Input material
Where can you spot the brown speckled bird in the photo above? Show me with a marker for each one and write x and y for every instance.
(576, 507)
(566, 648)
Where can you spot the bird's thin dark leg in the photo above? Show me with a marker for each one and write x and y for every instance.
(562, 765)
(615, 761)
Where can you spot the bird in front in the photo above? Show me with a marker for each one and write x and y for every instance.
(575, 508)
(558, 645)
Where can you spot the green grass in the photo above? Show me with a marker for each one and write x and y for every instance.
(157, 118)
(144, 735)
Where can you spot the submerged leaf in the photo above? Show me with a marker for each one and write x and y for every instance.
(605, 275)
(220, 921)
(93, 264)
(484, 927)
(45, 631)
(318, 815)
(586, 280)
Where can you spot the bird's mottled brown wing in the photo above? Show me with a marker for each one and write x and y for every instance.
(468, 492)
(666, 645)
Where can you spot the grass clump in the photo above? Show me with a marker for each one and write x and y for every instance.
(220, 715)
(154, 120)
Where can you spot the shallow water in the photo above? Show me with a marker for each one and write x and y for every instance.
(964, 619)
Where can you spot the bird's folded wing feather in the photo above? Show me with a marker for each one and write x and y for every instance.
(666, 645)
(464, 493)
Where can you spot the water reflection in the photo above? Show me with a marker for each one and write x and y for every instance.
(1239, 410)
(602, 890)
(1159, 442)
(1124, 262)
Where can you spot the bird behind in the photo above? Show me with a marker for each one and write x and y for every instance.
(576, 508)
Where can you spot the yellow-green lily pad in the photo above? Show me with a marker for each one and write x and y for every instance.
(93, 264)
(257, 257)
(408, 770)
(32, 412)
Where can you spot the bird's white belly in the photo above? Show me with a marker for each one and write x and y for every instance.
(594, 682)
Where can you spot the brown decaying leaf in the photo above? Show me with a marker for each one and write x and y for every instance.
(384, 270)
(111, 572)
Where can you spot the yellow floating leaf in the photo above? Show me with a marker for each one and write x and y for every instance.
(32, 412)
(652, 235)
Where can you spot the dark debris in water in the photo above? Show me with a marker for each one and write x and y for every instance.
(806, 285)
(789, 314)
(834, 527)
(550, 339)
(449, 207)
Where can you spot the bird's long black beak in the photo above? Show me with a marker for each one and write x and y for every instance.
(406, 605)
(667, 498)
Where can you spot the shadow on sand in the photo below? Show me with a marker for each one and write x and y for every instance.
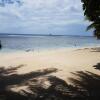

Task instructions
Please return the whole listing exactly. Do not copy its images.

Task output
Where can you spot the brown speckled bird in the photo above? Show me with a marker for each one and write x and y for every instance.
(576, 507)
(566, 648)
Where can you spot the bird's thin dark leg in the photo above? Show me with a marker for each one and write x and y for every instance.
(562, 765)
(615, 761)
Where can you spot the bird in front in the photo above? Show me with a marker for each one and write x and y for every instance.
(575, 508)
(558, 645)
Where can you spot the green grass in the photo above? Show me with a marker for each one and write x and y for every instance.
(157, 118)
(144, 735)
Where can you spot the submerged leaf in the photo above? Show me with a marker for each one and write x and y for every instance.
(605, 275)
(220, 921)
(93, 264)
(484, 927)
(45, 631)
(318, 815)
(586, 280)
Where can you spot the bird's mottled brown wing in the photo above? Show me with a marker for each one and write x and y for every instance.
(468, 492)
(666, 645)
Where can you spot the grass clump in the photo above? Show me with a marker for each one and write x and y for every instance.
(220, 715)
(154, 120)
Where can you spot the shallow water in the photo above? Show me with a marker for each one and write x and y for every instance.
(964, 619)
Where can you spot the bird's folded wing feather in the photo above? Show me with a marker for each one and write x and y for every instance.
(666, 645)
(464, 493)
Where can you spot the water reflection in the photo above? Show me with a marker for each one and write x and y for every instance.
(1239, 410)
(602, 890)
(1159, 442)
(1124, 262)
Where can you spot the bird behind in the photo above? Show me with a marker for each one and write x and y for every instance.
(576, 508)
Where can you spot the yellow-green lily pad in the photo above? Show me with a marker for each one and write x and y for every instance.
(93, 264)
(257, 257)
(408, 770)
(32, 412)
Where can you spot the bird's white belly in the photo above? Show me with a marker for each one and write x and y for every instance.
(594, 682)
Where can you spot the brown decaying leaf in the photo above? Show me with a marker for each one and write x and y for every instance.
(384, 270)
(111, 572)
Where can you spot the yellow floating leaf in the photo above? Show me with a marker for each one and write x and y for every instance.
(32, 412)
(652, 235)
Where can you spot the dark debris in water in the photo above? Show me with a marker for each one and write x and y for every instance.
(806, 285)
(789, 314)
(834, 527)
(550, 339)
(449, 207)
Where can you spot the bird's long black beak in the photo above? Show me with a marker for each one and write x and y for every instance.
(406, 605)
(667, 498)
Where can you spot the shadow on sand in the photo below? Show me with a marker for each one and write x and y for every instance.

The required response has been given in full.